Exercise:
If a line of the material contains "flag", copy it.
────────────────
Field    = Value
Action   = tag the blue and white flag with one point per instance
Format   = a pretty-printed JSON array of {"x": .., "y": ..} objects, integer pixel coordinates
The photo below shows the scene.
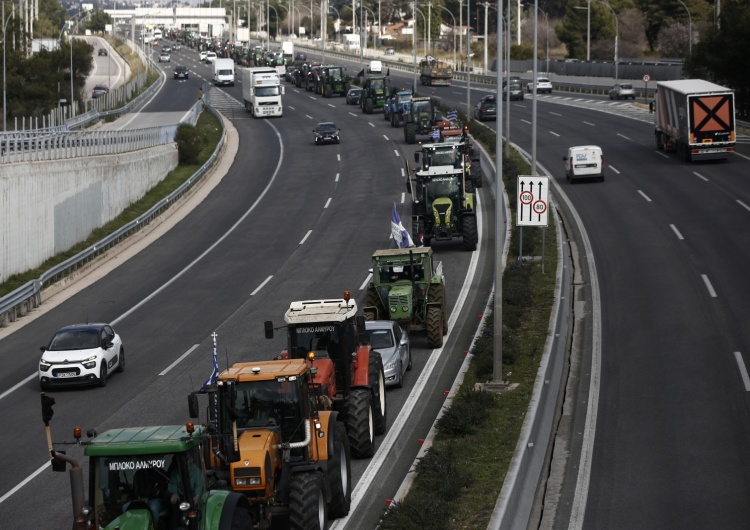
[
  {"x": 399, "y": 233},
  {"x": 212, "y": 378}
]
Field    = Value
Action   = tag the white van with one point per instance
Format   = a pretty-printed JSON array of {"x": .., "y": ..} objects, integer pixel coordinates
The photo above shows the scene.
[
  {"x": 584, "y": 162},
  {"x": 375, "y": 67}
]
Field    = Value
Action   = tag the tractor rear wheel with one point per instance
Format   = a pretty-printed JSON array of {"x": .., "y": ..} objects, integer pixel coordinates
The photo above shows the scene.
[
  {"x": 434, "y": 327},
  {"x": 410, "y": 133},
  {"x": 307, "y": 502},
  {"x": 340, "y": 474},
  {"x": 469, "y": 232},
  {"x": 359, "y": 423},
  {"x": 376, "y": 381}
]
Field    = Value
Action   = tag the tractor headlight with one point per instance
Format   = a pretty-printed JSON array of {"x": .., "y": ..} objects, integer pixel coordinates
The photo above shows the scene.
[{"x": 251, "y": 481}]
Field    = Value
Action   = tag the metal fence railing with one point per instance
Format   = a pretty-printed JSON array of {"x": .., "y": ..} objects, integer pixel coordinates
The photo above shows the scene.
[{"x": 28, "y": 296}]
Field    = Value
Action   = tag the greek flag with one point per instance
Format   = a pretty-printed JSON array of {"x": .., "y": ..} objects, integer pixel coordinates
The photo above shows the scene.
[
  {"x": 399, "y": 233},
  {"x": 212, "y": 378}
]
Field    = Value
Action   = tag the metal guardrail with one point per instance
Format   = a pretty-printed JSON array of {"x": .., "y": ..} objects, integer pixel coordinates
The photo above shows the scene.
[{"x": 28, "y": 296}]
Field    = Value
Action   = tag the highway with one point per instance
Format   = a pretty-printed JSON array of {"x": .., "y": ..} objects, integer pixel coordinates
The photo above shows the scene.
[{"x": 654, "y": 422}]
────────────────
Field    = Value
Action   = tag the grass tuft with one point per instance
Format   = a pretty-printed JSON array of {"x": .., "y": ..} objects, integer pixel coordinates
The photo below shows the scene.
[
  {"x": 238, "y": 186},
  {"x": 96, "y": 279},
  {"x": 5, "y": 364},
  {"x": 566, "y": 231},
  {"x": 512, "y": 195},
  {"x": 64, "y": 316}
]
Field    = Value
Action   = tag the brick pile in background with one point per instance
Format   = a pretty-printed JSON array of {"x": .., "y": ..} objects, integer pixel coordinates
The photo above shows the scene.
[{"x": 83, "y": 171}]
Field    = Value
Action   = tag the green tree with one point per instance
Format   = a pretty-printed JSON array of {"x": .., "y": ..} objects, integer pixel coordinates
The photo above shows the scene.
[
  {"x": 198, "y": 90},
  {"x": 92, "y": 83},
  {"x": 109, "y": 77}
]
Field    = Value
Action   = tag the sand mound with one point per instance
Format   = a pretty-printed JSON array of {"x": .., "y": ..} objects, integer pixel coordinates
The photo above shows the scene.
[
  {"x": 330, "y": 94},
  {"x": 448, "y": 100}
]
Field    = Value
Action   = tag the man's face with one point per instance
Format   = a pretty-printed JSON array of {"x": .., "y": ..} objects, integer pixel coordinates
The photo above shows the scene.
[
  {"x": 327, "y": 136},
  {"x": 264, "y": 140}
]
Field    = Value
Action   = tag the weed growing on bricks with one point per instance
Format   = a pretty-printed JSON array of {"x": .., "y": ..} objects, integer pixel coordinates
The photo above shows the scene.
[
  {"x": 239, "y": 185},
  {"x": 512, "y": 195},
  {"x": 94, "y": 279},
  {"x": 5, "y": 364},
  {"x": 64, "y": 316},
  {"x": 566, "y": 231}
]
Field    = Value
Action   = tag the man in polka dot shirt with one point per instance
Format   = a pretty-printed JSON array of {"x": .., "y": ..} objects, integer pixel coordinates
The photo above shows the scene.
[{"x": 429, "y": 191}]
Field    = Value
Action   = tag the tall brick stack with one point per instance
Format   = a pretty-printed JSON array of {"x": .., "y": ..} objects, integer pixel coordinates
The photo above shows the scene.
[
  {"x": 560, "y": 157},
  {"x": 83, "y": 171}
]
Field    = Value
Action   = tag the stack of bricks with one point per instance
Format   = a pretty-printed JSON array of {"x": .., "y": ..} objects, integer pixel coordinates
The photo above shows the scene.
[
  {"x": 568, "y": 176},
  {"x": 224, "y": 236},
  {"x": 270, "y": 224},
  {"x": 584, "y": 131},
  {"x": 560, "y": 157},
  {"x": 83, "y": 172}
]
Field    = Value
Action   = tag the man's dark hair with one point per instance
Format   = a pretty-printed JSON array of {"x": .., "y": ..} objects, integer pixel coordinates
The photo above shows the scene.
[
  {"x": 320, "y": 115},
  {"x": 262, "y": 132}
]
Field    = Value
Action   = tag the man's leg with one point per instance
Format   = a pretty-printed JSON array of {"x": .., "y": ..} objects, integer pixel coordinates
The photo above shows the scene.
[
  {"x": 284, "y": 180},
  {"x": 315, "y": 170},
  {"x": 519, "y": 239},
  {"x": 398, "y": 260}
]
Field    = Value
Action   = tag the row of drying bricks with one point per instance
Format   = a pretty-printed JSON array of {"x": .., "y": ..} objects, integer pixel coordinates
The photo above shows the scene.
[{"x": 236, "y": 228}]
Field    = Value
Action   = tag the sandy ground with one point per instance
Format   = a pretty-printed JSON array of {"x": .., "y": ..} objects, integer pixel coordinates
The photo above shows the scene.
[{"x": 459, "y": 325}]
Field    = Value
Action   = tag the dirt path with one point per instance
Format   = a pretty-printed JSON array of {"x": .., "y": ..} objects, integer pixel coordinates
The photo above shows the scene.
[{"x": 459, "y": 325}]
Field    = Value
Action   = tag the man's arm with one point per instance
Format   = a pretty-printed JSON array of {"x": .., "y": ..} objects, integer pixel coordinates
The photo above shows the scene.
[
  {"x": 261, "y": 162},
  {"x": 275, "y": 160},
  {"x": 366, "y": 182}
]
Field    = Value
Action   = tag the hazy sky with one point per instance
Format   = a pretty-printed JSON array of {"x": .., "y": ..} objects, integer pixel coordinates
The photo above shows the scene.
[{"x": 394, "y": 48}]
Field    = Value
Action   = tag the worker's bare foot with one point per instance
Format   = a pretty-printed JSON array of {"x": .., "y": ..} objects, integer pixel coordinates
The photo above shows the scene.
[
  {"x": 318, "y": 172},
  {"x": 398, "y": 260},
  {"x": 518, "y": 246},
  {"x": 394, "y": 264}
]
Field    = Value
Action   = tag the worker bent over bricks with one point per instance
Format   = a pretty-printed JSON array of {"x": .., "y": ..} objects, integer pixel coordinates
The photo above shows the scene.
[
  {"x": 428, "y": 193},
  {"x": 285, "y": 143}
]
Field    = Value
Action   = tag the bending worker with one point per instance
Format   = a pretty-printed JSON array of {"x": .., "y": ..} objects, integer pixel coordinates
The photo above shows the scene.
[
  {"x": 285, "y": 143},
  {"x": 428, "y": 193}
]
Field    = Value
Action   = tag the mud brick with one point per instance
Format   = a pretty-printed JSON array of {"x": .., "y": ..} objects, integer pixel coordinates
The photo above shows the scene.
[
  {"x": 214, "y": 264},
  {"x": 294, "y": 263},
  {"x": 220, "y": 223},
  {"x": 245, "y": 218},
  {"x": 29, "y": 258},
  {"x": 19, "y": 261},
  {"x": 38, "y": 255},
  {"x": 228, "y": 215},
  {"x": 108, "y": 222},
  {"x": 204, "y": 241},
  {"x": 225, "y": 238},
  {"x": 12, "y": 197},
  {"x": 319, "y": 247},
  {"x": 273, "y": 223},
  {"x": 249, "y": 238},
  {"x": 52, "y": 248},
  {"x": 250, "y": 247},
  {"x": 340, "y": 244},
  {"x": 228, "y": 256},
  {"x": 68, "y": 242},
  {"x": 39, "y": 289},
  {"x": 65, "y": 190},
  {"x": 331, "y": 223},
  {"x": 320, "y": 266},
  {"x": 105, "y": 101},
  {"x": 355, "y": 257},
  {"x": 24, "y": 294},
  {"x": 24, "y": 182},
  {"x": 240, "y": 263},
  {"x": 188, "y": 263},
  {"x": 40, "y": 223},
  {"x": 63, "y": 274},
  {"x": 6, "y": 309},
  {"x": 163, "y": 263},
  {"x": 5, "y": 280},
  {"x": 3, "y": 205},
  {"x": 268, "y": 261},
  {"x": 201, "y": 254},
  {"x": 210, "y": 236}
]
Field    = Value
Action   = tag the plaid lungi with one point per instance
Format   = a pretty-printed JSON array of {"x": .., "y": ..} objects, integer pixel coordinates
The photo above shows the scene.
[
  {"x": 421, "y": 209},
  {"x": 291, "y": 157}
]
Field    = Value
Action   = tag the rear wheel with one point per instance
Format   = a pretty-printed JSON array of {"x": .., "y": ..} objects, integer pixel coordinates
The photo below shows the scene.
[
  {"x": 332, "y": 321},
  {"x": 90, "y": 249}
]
────────────────
Exercise response:
Action   = tag the blue and white flag with one point per instance
Action   = tag the greek flag with one point per instance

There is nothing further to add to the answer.